→ **Provided passage**:

But sources inside and outside the university versed in its real estate policy say it is in private talks to demolish the home, and that the university has long considered buying up and razing the entire block and the block to the east as essential to hospital expansion. The $700 million, 10-story Hospital Pavilion, due to open in 2013, already looms over Reagan’s home across 57th Street.
Records show the university spent millions buying at least 60 percent of the two blocks over the last 20 years, with most purchased since 2000 now standing vacant. It already owns blocks to the immediate north, south and east, while Washington Park blocks westward expansion. A university source said at least some officials have known of the Reagan connection for years.
Frank Grabowski, who sold the Reagan building to the university but kept the mantel for his own Bloomingdale home, said the official he dealt with knew Reagan had lived there, but “wasn’t concerned and wanted to pull it down.”
Offering a possible motive for the university’s silence, he quipped, “I didn’t want too many people to know the history: It would have made headaches for me as owner.”
Those headaches include dealing with Hyde Park conservationists, who say the home has architectural merit.
Hyde Park Historical Society board member Jack Spicer, also the president of all-volunteer Preservation Chicago, said the Reagan six-flat — just a mile south of President Obama’s Kenwood home — is the finest remaining example of what was once a solid working and middle-class black neighborhood. Destroying it would create “a medical canyon” that separates the hospital from the city and risks deepening long-standing wounds in university-resident relations, he said.
“Whatever you think of Reagan — once the building’s gone, it’s gone forever,” he added.
Landmarks Illinois president Jim Peters also said that he would like to see the block preserved. Reagan’s home is protected by a zoning giving critics 90 days to object if and when the university announces a plan to destroy it, he said.

→ **Complete the following**:
A: In the article on the Reagan home, check each statement against the text and answer yes or no, quoting the words that decide it: (i) The Hospital Pavilion is due to open in 2013. (ii) The university has bought every property on the two blocks. (iii) Frank Grabowski kept the mantel from the Reagan building.
B: Transcribe the article on the Reagan home from "Those headaches include" up to and including "it, he said.".
The entries that come after the article are separate material.

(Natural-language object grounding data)

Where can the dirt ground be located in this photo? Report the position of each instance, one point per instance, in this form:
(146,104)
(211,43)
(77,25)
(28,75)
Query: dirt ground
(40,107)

→ **Responses to the exercise**:
A:
(i) Yes: "due to open in 2013"
(ii) No: "at least 60 percent of the two blocks"
(iii) Yes: "kept the mantel for his own Bloomingdale home"

B:
Those headaches include dealing with Hyde Park conservationists, who say the home has architectural merit.
Hyde Park Historical Society board member Jack Spicer, also the president of all-volunteer Preservation Chicago, said the Reagan six-flat — just a mile south of President Obama’s Kenwood home — is the finest remaining example of what was once a solid working and middle-class black neighborhood. Destroying it would create “a medical canyon” that separates the hospital from the city and risks deepening long-standing wounds in university-resident relations, he said.
“Whatever you think of Reagan — once the building’s gone, it’s gone forever,” he added.
Landmarks Illinois president Jim Peters also said that he would like to see the block preserved. Reagan’s home is protected by a zoning giving critics 90 days to object if and when the university announces a plan to destroy it, he said.